Recorded data
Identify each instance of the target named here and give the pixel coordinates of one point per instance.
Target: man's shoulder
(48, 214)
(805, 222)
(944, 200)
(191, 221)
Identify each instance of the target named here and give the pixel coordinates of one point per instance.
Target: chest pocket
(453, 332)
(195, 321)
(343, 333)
==
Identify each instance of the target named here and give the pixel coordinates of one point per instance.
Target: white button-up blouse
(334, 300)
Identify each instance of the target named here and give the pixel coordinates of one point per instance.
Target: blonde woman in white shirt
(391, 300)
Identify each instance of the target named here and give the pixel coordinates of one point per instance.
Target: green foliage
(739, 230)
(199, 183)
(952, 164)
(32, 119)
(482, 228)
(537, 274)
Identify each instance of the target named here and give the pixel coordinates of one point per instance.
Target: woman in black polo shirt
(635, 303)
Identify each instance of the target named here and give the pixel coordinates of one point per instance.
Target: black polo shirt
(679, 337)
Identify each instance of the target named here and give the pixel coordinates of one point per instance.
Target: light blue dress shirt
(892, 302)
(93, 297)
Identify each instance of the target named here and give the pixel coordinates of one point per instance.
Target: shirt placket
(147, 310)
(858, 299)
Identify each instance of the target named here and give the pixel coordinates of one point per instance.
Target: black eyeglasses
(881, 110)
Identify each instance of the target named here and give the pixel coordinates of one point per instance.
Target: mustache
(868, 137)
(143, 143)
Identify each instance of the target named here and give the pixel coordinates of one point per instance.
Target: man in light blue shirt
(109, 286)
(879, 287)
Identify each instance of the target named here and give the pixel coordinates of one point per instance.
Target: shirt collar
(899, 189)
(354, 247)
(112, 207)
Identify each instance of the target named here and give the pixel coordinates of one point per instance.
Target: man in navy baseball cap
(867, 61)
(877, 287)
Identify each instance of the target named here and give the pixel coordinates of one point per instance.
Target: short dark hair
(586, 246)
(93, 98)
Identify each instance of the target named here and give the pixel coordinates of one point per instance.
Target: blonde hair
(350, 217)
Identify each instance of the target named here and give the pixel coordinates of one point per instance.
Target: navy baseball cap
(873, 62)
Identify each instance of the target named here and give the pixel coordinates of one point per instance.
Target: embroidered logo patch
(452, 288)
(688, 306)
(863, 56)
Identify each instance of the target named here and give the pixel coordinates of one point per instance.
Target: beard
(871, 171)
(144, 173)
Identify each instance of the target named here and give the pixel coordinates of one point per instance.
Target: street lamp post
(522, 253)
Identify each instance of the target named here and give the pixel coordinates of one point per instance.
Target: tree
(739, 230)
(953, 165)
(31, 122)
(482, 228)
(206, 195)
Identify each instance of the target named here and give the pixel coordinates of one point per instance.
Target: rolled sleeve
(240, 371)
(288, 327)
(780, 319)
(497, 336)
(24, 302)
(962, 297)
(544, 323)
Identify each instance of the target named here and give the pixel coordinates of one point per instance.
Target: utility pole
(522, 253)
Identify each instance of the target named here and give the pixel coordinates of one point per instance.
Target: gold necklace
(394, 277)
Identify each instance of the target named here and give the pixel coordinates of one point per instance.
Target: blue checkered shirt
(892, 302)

** PROBLEM DESCRIPTION **
Pick out every line in the rows above that contains the word "polo" and copy each one.

** SOLUTION TO THE PROBLEM **
Target: woman in black polo shirt
Target: black polo shirt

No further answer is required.